━━━━━ SOURCE DATA ━━━━━

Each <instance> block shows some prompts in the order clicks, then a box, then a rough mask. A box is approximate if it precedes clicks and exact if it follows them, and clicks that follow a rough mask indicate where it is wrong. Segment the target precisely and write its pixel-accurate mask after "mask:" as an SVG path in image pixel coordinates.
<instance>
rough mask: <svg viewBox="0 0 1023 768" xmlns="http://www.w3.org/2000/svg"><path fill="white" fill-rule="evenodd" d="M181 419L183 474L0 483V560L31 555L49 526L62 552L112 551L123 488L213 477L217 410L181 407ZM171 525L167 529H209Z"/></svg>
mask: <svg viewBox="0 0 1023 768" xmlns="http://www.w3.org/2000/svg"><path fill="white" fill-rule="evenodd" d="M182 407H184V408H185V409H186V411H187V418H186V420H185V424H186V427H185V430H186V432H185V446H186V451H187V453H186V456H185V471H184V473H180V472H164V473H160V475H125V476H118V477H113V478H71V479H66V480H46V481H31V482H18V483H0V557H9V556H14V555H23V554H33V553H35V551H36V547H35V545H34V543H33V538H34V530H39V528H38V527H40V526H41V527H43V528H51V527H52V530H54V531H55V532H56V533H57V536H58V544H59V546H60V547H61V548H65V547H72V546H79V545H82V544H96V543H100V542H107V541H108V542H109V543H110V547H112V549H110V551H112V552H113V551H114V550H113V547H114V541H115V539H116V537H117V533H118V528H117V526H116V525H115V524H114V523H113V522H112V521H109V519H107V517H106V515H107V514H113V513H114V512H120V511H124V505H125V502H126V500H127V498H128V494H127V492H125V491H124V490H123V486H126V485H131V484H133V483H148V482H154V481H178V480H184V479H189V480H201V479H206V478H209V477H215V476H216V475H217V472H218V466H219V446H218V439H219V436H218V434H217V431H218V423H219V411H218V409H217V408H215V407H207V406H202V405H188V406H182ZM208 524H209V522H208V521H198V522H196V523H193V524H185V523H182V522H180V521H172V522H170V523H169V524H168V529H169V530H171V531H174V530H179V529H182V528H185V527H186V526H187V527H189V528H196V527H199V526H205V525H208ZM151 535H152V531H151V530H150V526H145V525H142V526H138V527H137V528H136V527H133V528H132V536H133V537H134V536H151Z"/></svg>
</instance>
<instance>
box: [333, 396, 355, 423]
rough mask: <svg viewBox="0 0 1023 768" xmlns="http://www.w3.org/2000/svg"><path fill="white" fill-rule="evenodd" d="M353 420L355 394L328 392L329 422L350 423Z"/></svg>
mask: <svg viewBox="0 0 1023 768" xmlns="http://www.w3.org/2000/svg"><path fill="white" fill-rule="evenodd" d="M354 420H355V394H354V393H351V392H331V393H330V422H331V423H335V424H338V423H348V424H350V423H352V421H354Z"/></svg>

━━━━━

TASK REQUIREMENTS
With the line that contains "420L355 394L328 392L329" as the start, output every line through the end of the entries exactly. Add no other lines.

ANSWER AREA
rough mask: <svg viewBox="0 0 1023 768" xmlns="http://www.w3.org/2000/svg"><path fill="white" fill-rule="evenodd" d="M353 420L355 394L328 392L329 422L350 423Z"/></svg>
mask: <svg viewBox="0 0 1023 768" xmlns="http://www.w3.org/2000/svg"><path fill="white" fill-rule="evenodd" d="M354 420H355V394H354V393H351V392H331V393H330V422H331V423H335V424H338V423H348V424H350V423H352V421H354Z"/></svg>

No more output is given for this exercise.